(Extracted data entries)
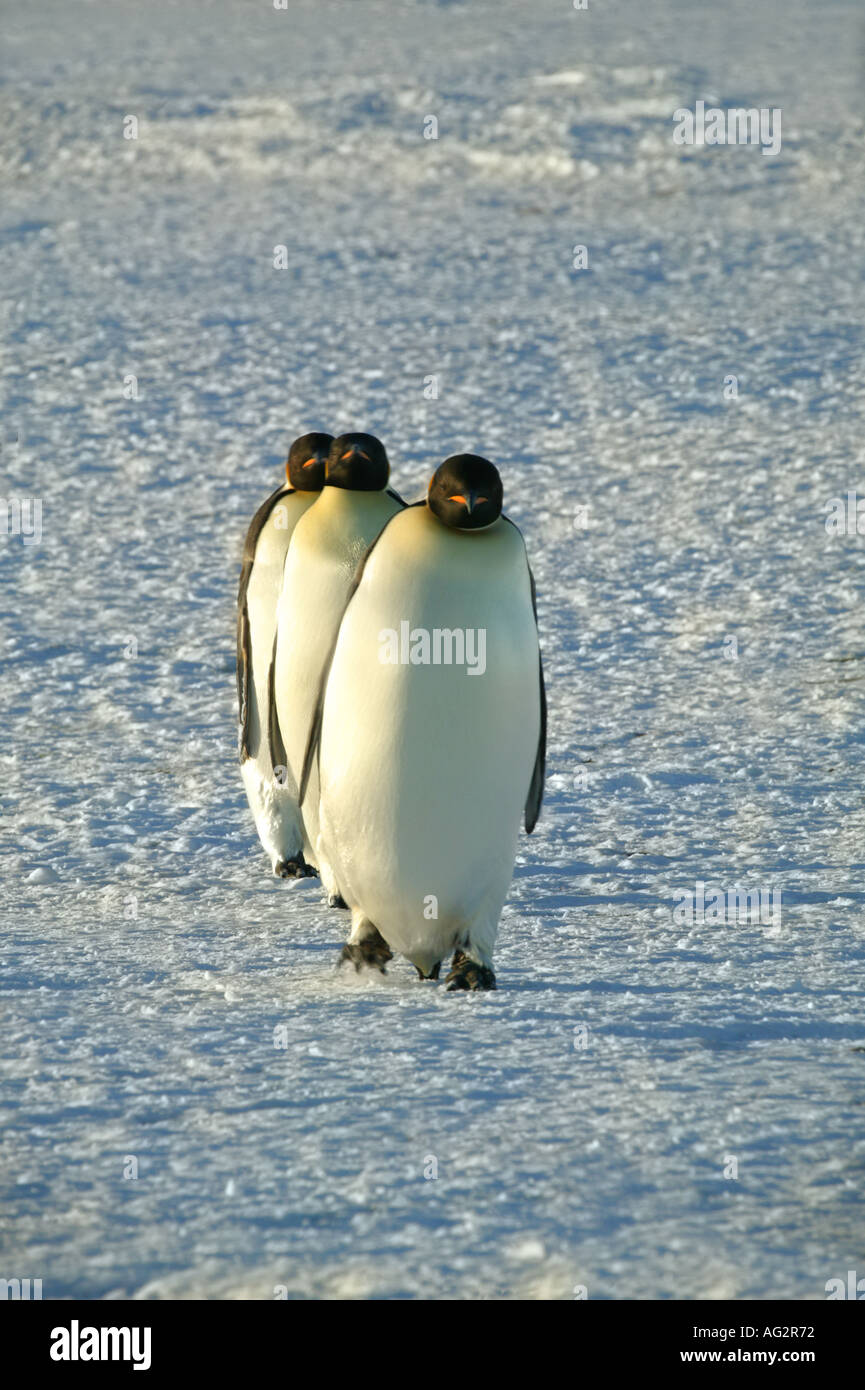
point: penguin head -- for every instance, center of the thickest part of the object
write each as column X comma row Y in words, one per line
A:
column 358, row 462
column 466, row 492
column 306, row 459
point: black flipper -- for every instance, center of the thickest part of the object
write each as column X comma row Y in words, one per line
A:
column 244, row 677
column 314, row 733
column 244, row 635
column 274, row 734
column 536, row 787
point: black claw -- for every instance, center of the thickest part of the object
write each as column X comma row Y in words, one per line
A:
column 372, row 951
column 295, row 868
column 467, row 975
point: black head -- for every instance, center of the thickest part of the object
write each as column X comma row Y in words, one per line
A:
column 358, row 462
column 466, row 492
column 306, row 459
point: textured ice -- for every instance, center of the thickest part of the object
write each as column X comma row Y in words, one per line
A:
column 148, row 957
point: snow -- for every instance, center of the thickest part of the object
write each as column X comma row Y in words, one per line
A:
column 148, row 957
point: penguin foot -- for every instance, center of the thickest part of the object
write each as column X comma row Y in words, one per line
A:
column 295, row 868
column 467, row 975
column 372, row 951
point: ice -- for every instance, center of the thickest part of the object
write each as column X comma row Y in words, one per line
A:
column 163, row 997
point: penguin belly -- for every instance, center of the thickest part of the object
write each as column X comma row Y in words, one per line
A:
column 274, row 806
column 424, row 767
column 324, row 553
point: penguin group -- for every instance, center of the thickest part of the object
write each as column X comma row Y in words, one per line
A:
column 392, row 717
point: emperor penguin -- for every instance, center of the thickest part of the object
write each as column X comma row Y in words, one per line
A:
column 273, row 804
column 430, row 731
column 326, row 549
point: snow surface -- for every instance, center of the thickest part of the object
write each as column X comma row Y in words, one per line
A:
column 148, row 955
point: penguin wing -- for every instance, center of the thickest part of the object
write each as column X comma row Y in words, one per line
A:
column 244, row 637
column 314, row 731
column 274, row 734
column 536, row 787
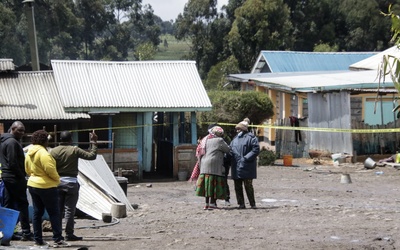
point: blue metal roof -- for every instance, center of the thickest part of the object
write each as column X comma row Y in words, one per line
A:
column 296, row 61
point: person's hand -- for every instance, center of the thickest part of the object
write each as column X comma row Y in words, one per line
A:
column 93, row 136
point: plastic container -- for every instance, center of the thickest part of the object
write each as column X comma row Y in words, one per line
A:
column 369, row 163
column 182, row 175
column 287, row 160
column 123, row 182
column 8, row 220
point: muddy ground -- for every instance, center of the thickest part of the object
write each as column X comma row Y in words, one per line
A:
column 301, row 207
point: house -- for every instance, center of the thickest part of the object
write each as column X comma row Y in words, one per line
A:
column 141, row 110
column 327, row 93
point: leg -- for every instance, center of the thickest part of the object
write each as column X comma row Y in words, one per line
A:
column 15, row 198
column 248, row 185
column 239, row 192
column 38, row 211
column 71, row 199
column 50, row 201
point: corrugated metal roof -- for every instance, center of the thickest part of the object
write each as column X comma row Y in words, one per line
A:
column 316, row 81
column 32, row 96
column 95, row 201
column 375, row 61
column 6, row 64
column 130, row 86
column 295, row 61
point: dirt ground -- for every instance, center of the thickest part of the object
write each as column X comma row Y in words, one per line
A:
column 300, row 207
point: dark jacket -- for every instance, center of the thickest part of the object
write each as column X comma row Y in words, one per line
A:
column 67, row 158
column 12, row 157
column 244, row 152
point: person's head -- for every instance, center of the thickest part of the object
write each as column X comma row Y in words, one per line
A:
column 218, row 131
column 243, row 125
column 40, row 137
column 66, row 136
column 17, row 129
column 211, row 126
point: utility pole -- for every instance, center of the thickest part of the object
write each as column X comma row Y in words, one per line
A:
column 29, row 12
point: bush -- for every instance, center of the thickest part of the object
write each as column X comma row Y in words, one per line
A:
column 266, row 157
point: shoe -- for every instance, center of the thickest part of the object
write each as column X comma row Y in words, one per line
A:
column 4, row 243
column 213, row 206
column 27, row 237
column 60, row 243
column 73, row 237
column 16, row 236
column 41, row 244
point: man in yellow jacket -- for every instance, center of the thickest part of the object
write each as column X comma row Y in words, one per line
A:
column 42, row 184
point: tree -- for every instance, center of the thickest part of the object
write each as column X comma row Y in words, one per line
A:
column 201, row 24
column 10, row 46
column 234, row 106
column 216, row 77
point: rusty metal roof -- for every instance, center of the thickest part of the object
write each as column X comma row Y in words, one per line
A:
column 32, row 96
column 139, row 86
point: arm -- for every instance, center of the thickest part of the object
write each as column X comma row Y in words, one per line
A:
column 255, row 149
column 91, row 155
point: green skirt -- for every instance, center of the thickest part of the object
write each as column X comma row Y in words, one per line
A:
column 211, row 186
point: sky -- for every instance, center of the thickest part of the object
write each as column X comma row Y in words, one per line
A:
column 169, row 9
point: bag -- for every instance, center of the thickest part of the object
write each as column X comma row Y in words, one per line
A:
column 195, row 173
column 2, row 193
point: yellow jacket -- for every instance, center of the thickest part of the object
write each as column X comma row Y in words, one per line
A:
column 41, row 168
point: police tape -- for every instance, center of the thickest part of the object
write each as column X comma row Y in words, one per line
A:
column 267, row 126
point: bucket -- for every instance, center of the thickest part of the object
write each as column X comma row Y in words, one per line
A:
column 8, row 220
column 369, row 163
column 345, row 178
column 182, row 175
column 287, row 160
column 123, row 182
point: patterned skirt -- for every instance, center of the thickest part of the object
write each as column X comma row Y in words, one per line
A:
column 209, row 185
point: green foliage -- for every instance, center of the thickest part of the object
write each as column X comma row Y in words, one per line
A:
column 176, row 50
column 216, row 77
column 234, row 106
column 266, row 157
column 145, row 51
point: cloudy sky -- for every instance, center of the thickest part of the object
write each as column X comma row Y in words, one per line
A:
column 169, row 9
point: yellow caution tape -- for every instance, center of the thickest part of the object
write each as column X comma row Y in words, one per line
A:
column 337, row 130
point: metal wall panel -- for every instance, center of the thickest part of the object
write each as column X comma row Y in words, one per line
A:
column 330, row 110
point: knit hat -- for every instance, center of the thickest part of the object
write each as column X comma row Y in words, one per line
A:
column 243, row 125
column 217, row 130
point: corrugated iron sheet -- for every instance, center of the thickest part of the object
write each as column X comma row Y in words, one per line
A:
column 97, row 199
column 144, row 85
column 296, row 61
column 330, row 110
column 32, row 96
column 6, row 64
column 374, row 62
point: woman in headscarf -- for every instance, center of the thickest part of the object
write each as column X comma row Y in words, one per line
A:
column 211, row 182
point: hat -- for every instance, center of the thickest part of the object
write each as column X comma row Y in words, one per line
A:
column 243, row 125
column 212, row 125
column 217, row 130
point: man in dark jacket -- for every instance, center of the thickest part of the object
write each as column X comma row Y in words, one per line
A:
column 13, row 174
column 244, row 152
column 67, row 157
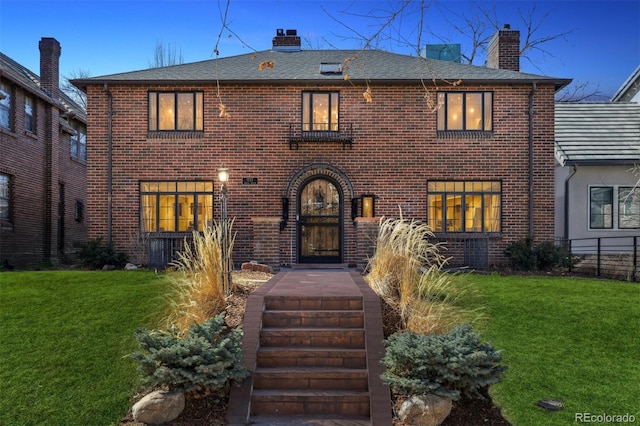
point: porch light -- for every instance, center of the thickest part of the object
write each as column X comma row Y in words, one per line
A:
column 368, row 205
column 223, row 175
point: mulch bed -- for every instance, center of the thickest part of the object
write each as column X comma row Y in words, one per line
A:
column 210, row 410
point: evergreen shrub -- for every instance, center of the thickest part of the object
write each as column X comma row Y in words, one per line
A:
column 449, row 365
column 205, row 360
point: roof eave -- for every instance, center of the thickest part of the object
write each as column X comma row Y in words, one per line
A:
column 620, row 162
column 84, row 83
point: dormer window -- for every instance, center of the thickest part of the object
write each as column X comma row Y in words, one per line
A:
column 320, row 111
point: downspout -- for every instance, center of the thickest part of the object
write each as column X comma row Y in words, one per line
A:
column 531, row 93
column 109, row 163
column 574, row 169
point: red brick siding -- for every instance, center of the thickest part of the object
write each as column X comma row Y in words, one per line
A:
column 395, row 152
column 32, row 236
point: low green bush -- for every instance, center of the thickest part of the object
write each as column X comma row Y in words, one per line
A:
column 205, row 360
column 450, row 365
column 96, row 255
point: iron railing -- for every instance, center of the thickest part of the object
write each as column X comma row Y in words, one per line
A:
column 164, row 247
column 343, row 135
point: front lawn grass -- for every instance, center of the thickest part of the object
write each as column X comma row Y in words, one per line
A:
column 577, row 340
column 64, row 341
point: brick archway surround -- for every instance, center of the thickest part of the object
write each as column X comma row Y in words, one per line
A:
column 319, row 170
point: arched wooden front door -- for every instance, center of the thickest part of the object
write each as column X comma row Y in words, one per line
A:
column 320, row 222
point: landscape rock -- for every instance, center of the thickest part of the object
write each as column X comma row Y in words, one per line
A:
column 158, row 407
column 425, row 410
column 257, row 267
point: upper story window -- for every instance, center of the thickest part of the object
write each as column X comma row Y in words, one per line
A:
column 320, row 111
column 463, row 111
column 176, row 206
column 464, row 206
column 5, row 198
column 29, row 114
column 79, row 143
column 603, row 209
column 176, row 111
column 5, row 105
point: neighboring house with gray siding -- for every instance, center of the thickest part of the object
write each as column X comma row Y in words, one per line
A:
column 597, row 146
column 630, row 89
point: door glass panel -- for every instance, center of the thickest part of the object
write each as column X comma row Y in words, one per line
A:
column 319, row 231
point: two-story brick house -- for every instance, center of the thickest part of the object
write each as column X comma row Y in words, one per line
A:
column 313, row 164
column 42, row 163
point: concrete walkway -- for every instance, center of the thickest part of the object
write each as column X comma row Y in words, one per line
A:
column 314, row 283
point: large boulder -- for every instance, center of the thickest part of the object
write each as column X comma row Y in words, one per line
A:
column 158, row 407
column 425, row 410
column 257, row 267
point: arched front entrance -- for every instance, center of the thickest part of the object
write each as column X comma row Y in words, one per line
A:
column 319, row 224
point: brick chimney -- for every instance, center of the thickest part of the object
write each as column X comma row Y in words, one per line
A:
column 504, row 50
column 286, row 42
column 50, row 65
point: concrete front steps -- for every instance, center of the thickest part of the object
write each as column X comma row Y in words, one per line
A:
column 312, row 365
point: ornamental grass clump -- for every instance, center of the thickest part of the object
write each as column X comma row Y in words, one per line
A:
column 406, row 271
column 199, row 286
column 451, row 365
column 206, row 360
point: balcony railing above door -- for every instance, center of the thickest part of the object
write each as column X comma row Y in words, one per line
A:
column 344, row 135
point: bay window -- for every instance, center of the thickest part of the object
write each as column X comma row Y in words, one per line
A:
column 464, row 206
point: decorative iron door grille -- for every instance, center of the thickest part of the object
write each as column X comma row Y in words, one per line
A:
column 320, row 223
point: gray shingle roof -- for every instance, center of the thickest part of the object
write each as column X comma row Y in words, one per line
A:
column 597, row 134
column 304, row 66
column 30, row 81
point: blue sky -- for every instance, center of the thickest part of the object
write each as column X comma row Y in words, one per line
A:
column 601, row 46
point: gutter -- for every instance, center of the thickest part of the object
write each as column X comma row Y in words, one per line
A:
column 531, row 93
column 574, row 170
column 109, row 164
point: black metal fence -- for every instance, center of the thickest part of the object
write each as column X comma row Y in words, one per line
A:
column 606, row 257
column 163, row 247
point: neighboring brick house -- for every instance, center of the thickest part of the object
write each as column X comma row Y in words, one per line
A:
column 313, row 166
column 42, row 163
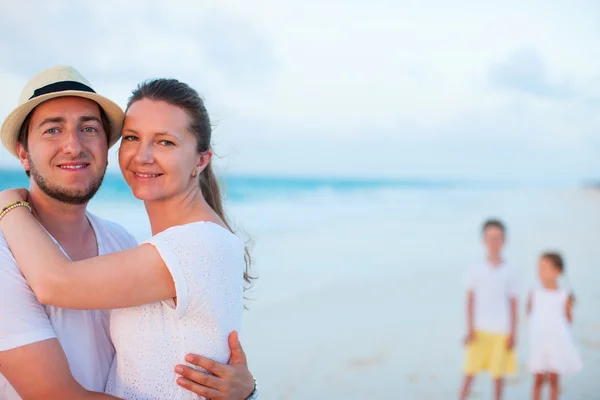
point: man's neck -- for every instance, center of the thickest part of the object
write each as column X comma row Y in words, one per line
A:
column 495, row 259
column 63, row 221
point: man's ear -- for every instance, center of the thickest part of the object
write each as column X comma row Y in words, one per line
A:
column 23, row 156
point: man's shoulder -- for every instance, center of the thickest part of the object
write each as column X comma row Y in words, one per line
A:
column 113, row 231
column 8, row 264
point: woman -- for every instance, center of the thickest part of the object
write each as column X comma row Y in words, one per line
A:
column 182, row 290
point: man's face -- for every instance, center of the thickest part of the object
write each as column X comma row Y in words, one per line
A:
column 67, row 149
column 493, row 239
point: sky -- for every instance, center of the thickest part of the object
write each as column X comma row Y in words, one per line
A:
column 377, row 88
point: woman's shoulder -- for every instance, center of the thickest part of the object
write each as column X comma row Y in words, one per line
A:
column 200, row 233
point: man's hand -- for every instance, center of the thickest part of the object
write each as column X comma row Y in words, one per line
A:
column 231, row 381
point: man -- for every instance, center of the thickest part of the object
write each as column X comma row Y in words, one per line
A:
column 52, row 353
column 491, row 314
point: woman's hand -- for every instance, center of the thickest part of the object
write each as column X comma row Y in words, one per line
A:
column 10, row 196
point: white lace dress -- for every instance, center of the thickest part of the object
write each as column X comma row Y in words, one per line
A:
column 206, row 262
column 551, row 343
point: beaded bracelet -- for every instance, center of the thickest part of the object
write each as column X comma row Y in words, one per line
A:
column 12, row 206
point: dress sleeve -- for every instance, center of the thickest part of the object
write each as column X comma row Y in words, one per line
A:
column 206, row 263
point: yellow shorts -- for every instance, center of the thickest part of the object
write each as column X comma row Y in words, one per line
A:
column 488, row 352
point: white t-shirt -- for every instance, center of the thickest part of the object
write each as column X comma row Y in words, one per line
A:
column 207, row 264
column 83, row 334
column 493, row 288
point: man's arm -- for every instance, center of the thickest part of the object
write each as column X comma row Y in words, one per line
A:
column 513, row 322
column 31, row 358
column 40, row 371
column 231, row 381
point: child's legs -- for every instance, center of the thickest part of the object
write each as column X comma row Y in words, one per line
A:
column 477, row 357
column 538, row 384
column 498, row 388
column 465, row 389
column 554, row 386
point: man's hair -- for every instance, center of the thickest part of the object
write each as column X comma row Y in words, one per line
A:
column 493, row 223
column 556, row 260
column 24, row 132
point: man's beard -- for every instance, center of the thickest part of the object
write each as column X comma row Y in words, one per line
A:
column 65, row 195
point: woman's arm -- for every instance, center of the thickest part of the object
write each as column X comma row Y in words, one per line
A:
column 121, row 279
column 569, row 309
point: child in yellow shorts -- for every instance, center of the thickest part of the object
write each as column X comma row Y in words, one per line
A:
column 491, row 314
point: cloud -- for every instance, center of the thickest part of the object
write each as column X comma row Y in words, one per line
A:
column 340, row 87
column 524, row 71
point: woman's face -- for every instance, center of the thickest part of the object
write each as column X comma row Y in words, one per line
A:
column 547, row 271
column 158, row 155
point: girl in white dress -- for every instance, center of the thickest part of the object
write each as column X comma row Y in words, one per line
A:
column 182, row 290
column 552, row 348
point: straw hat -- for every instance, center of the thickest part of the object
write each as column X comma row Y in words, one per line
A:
column 59, row 81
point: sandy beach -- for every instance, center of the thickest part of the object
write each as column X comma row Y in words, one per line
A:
column 372, row 304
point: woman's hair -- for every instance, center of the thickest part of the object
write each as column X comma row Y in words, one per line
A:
column 493, row 223
column 556, row 260
column 179, row 94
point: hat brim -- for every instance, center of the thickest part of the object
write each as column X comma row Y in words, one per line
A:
column 9, row 133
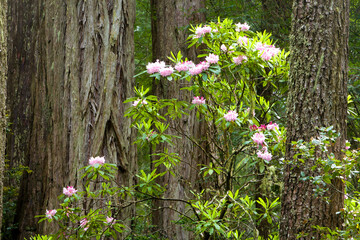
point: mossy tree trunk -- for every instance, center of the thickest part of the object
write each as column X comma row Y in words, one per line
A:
column 74, row 62
column 317, row 98
column 170, row 22
column 277, row 19
column 3, row 76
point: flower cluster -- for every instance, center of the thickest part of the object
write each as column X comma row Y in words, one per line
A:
column 155, row 67
column 272, row 126
column 184, row 66
column 212, row 58
column 264, row 154
column 50, row 213
column 258, row 138
column 267, row 51
column 69, row 191
column 226, row 49
column 201, row 31
column 83, row 224
column 96, row 160
column 166, row 71
column 243, row 41
column 198, row 100
column 240, row 59
column 231, row 116
column 242, row 27
column 110, row 220
column 139, row 101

■ TRY IT
Find the lines above holding the word "siding" and show them.

■ YOUR RESPONSE
point: red brick siding -- for every instance, center of the thickest part of the object
point: neighboring house with gray siding -- for every instance, center of the thickest part of the object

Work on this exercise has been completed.